» Document text:
James Brodie
More aggressive deleveraging, Bitcoin -14% (and it’s first ever $10k daily decline, and a 5.6 standard deviation move), Ethereum -18%, Solana -25%, silver -19.6% (including crypto forced selling of precious metal assets), uranium -8.5%.
Equities held up well with S+P500 and Nasdaq down 1.2% and 1.4%, good considering Microsoft -5%, Amazon -4.4%. The defensive rotation saw 2-year yields fall 9bp and consumer staple inflows jumping to 17 times the 12-week average.
Another wave of margin hike requirements from CME (a third increase in 10 days) raising gold/silver margins to 10%/18% from 8%/15%. Critically for silver it closed below Monday’s swing low. Price action suggests it’s going lower as the relief rally has hit more forced liquidations and deleveraging. (Chart 1, Silver, Bloomberg)
Bond yields fell on the deleveraging as a safe haven play. And despite weaker second tier jobs data, recession calls are vastly exaggerated with Mag7 spending 2.1% of GDP on capex, GDP expectations above 4%, and U.S. govt running +6% deficit (expanding in H1). Which way will 2-year yields break? (Chart 2, US 2-yr bond yield, Bloomberg)
Which way will it break? Hard data suggests higher as the economy still runs strong. (Chart 3, Citibank economic strength indicator vs 2-year yield, Bloomberg)
Challenger job cuts in January more than doubled year-over-year, hitting their highest level since the 2009 Great Recession. Having said that Q1 jobs cuts are typically higher and over 50% of cuts came from just 3 companies Amazon, UPS and DOW. Also weaker, December JOLTS job openings slid to 6.54 million -down from a revised 6.93 million in November - with a "vacancies per unemployed" of 0.9. BUT this is still consistent with a jobless rate of 4.4% and weekly jobless claims, despite rising, remain historically low. The data though does show a continued decoupling of employment from economic growth. The AI productivity reset.

» Raw data:
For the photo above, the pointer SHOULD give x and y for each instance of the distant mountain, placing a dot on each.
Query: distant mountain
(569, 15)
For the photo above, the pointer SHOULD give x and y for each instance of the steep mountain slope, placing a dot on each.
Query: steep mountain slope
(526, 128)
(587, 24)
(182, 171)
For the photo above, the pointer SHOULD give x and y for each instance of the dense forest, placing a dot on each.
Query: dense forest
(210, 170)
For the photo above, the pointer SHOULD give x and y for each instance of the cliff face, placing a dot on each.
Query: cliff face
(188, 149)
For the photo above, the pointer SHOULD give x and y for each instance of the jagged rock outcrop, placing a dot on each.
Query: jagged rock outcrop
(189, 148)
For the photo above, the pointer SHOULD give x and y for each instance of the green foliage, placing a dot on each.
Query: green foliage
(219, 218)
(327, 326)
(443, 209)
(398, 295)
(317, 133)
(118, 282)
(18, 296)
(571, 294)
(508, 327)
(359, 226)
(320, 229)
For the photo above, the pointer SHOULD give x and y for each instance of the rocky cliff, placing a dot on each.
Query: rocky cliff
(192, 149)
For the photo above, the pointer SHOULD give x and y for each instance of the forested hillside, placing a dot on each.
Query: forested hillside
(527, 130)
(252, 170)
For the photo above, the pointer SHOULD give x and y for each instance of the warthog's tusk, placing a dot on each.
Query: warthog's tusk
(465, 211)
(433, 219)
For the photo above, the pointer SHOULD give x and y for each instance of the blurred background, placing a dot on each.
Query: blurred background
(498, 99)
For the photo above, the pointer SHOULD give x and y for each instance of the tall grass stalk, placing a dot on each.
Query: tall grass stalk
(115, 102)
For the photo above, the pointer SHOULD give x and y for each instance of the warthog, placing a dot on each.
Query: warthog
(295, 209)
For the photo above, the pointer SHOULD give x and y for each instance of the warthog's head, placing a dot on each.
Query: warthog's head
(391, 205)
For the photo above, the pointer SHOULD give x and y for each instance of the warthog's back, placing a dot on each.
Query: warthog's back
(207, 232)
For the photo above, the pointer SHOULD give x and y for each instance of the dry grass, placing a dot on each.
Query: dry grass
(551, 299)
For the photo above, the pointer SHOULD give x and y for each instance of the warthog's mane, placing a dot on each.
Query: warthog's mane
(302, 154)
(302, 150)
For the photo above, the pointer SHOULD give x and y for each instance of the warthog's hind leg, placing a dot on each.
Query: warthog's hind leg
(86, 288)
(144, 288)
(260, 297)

» Brief:
Rewrite the market commentary starting with "Which way will it" and going on through "2-year yield, Bloomberg)", putting "remains robust" in place of "runs strong".

» Response to the task:
Which way will it break? Hard data suggests higher as the economy still remains robust. (Chart 3, Citibank economic strength indicator vs 2-year yield, Bloomberg)